=== Instruction ===
Render every line of the items below as a Markdown table with two columns, No. and Text, numbering the rows and skipping blank lines. Omit the pictures.

──────

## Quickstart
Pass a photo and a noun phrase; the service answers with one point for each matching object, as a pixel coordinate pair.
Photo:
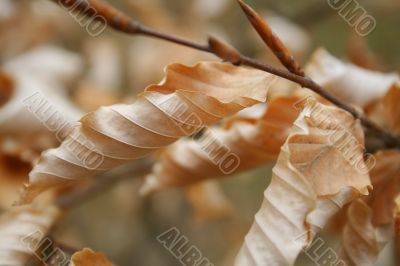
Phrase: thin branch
(119, 21)
(104, 182)
(271, 40)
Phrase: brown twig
(121, 22)
(271, 40)
(104, 182)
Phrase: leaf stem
(119, 21)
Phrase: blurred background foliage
(119, 222)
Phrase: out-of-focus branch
(104, 182)
(271, 40)
(119, 21)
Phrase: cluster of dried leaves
(188, 122)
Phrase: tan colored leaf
(188, 99)
(251, 142)
(312, 180)
(386, 112)
(349, 82)
(13, 174)
(21, 231)
(208, 201)
(368, 224)
(360, 238)
(88, 257)
(397, 228)
(385, 178)
(36, 71)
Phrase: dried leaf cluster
(333, 143)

──────

=== Output for this exercise ===
| No. | Text |
|---|---|
| 1 | ## Quickstart |
| 2 | Pass a photo and a noun phrase; the service answers with one point for each matching object, as a pixel coordinate pair. |
| 3 | Photo: |
| 4 | Phrase: thin branch |
| 5 | (119, 21) |
| 6 | (104, 182) |
| 7 | (271, 40) |
| 8 | Phrase: brown twig |
| 9 | (121, 22) |
| 10 | (271, 40) |
| 11 | (104, 182) |
| 12 | Phrase: leaf stem |
| 13 | (119, 21) |
| 14 | Phrase: blurred background foliage |
| 15 | (119, 222) |
| 16 | Phrase: out-of-focus branch |
| 17 | (104, 182) |
| 18 | (271, 40) |
| 19 | (119, 21) |
| 20 | Phrase: cluster of dried leaves |
| 21 | (188, 122) |
| 22 | Phrase: tan colored leaf |
| 23 | (188, 99) |
| 24 | (251, 142) |
| 25 | (312, 180) |
| 26 | (386, 112) |
| 27 | (349, 82) |
| 28 | (13, 174) |
| 29 | (21, 231) |
| 30 | (208, 201) |
| 31 | (368, 224) |
| 32 | (360, 238) |
| 33 | (88, 257) |
| 34 | (397, 228) |
| 35 | (385, 178) |
| 36 | (36, 71) |
| 37 | Phrase: dried leaf cluster |
| 38 | (333, 143) |